■ **DATA LINES**:
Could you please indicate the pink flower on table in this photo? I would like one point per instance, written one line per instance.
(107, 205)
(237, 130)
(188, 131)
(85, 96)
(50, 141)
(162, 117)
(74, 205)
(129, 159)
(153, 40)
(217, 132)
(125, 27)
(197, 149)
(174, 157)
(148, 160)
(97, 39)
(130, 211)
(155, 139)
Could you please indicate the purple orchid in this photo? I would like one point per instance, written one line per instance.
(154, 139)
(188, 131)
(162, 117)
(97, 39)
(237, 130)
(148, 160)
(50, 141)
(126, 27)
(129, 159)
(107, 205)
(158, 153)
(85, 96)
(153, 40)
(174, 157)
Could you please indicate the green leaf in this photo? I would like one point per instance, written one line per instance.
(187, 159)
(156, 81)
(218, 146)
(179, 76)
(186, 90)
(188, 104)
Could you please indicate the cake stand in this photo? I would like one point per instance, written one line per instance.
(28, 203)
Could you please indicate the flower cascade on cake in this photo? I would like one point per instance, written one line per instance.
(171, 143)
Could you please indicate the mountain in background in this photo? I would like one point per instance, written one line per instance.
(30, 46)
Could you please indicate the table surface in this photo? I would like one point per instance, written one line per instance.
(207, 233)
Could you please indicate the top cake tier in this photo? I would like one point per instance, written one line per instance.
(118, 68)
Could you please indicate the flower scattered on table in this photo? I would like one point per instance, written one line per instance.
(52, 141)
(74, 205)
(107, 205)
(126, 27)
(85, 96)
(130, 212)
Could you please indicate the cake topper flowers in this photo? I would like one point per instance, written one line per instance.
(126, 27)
==
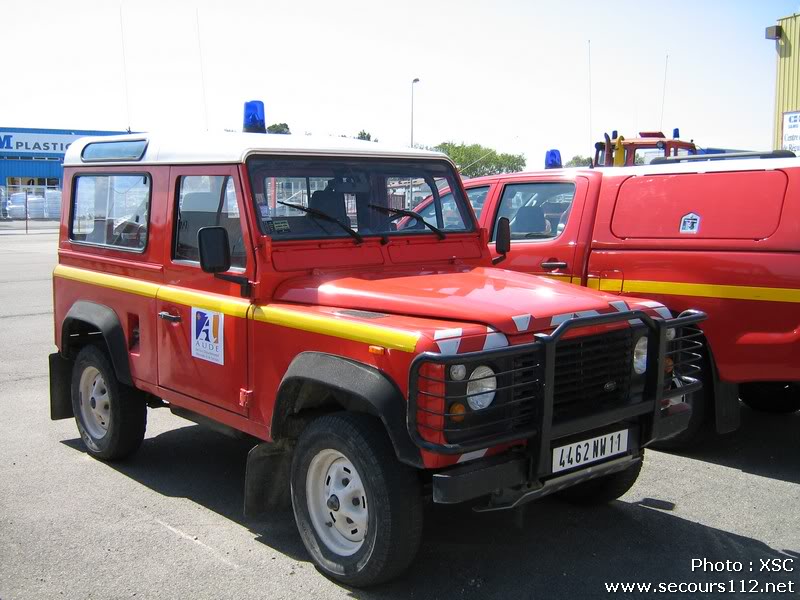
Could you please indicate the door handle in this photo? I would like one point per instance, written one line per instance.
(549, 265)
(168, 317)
--
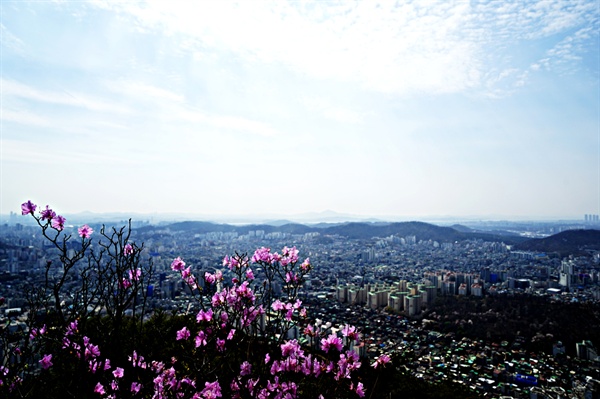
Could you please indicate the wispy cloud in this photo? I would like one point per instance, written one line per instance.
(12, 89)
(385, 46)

■ **YOUR TASK**: Please collect every row above that contains the word "table" and copy each one in full.

■ **RESPONSE**:
Could you please indicate the pink flower on table in this photo? I would like one point per instance, written one line per instance.
Could you please indicate the table surface in this photo? I would like one point per instance, written one line per instance.
Could you please indicate the flower scattered on table in this photo? I would like one point per instance, written one line per instance.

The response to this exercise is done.